Set task
Exact repetition of every entry is required.
## Begin
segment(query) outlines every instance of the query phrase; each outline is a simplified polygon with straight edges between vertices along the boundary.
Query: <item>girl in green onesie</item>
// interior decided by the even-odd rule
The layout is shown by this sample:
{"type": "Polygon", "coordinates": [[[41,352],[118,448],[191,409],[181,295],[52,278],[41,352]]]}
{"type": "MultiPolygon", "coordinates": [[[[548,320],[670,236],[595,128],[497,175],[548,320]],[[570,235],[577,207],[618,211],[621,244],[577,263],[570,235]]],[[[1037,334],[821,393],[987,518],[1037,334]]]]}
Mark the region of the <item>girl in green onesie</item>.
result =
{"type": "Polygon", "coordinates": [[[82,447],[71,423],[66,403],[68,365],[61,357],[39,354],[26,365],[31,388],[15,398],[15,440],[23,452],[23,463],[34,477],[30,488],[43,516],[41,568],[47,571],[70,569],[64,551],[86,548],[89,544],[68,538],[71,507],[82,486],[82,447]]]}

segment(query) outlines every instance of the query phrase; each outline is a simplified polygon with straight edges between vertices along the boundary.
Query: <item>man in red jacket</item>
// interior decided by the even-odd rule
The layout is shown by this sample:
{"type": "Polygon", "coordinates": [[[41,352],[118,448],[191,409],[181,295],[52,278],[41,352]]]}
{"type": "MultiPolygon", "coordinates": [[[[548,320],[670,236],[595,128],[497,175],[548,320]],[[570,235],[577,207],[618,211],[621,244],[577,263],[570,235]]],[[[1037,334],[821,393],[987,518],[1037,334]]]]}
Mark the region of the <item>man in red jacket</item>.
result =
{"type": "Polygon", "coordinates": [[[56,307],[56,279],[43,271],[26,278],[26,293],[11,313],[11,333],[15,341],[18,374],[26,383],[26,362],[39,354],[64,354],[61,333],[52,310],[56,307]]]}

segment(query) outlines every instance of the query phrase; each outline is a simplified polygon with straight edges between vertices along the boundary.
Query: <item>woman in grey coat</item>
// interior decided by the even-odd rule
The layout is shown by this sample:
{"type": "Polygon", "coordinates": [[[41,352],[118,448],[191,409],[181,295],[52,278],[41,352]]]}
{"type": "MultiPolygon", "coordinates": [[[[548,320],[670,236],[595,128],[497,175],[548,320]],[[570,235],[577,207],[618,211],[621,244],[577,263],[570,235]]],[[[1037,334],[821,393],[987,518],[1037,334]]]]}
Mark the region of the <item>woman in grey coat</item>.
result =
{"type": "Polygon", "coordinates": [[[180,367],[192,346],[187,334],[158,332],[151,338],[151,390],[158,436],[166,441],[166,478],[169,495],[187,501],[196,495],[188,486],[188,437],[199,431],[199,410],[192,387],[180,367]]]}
## End
Correct output
segment(query) outlines every instance of the query phrase; each outline is a simplified polygon with straight edges between vertices along the boundary.
Query: <item>girl in green onesie</item>
// interior decided by the even-odd rule
The layout is shown by this sample:
{"type": "Polygon", "coordinates": [[[41,352],[118,448],[191,409],[181,295],[52,278],[41,352]]]}
{"type": "MultiPolygon", "coordinates": [[[[548,320],[670,236],[595,128],[497,175],[548,320]],[[570,235],[577,207],[618,211],[621,244],[577,263],[570,235]]],[[[1037,334],[821,393],[987,518],[1037,334]]]]}
Mark the region of the <item>girl in green onesie</item>.
result =
{"type": "Polygon", "coordinates": [[[82,447],[71,423],[66,403],[68,365],[61,357],[39,354],[26,365],[31,388],[15,398],[15,440],[23,452],[23,463],[34,477],[30,488],[43,516],[41,568],[47,571],[70,569],[64,551],[86,548],[89,544],[68,538],[71,507],[82,486],[82,447]]]}

segment(query) outlines every instance of the query phrase; each outline is a simplified polygon with straight edges between vertices along the boundary.
Query: <item>man in red jacket</item>
// interior decided by the even-odd rule
The layout is shown by this sample:
{"type": "Polygon", "coordinates": [[[41,352],[118,448],[191,409],[181,295],[52,278],[41,352]]]}
{"type": "MultiPolygon", "coordinates": [[[[548,320],[670,236],[595,128],[497,175],[548,320]],[[570,235],[577,207],[618,211],[621,244],[577,263],[570,235]]],[[[1037,334],[821,393],[987,518],[1037,334]]]]}
Mark the region of the <item>man in red jacket</item>.
result =
{"type": "Polygon", "coordinates": [[[56,307],[56,279],[43,271],[26,278],[26,293],[11,313],[11,333],[15,341],[18,374],[26,383],[26,362],[39,354],[64,354],[61,333],[52,310],[56,307]]]}

segment(query) outlines every instance of the query phrase; each outline is a simplified polygon with straight edges between vertices along the boundary.
Query: <item>woman in grey coat</item>
// interior decided by the even-odd rule
The layout is shown by this sample:
{"type": "Polygon", "coordinates": [[[41,352],[118,448],[191,409],[181,295],[52,278],[41,352]]]}
{"type": "MultiPolygon", "coordinates": [[[[548,320],[670,236],[595,128],[497,175],[548,320]],[[570,235],[577,207],[618,211],[621,244],[577,263],[570,235]]],[[[1037,334],[821,393],[987,518],[1037,334]]]]}
Mark the region of the <item>woman in grey coat</item>.
result =
{"type": "Polygon", "coordinates": [[[180,367],[192,346],[187,334],[158,332],[151,338],[151,390],[158,436],[166,441],[166,478],[169,495],[187,501],[196,495],[188,486],[188,437],[199,431],[199,410],[192,387],[180,367]]]}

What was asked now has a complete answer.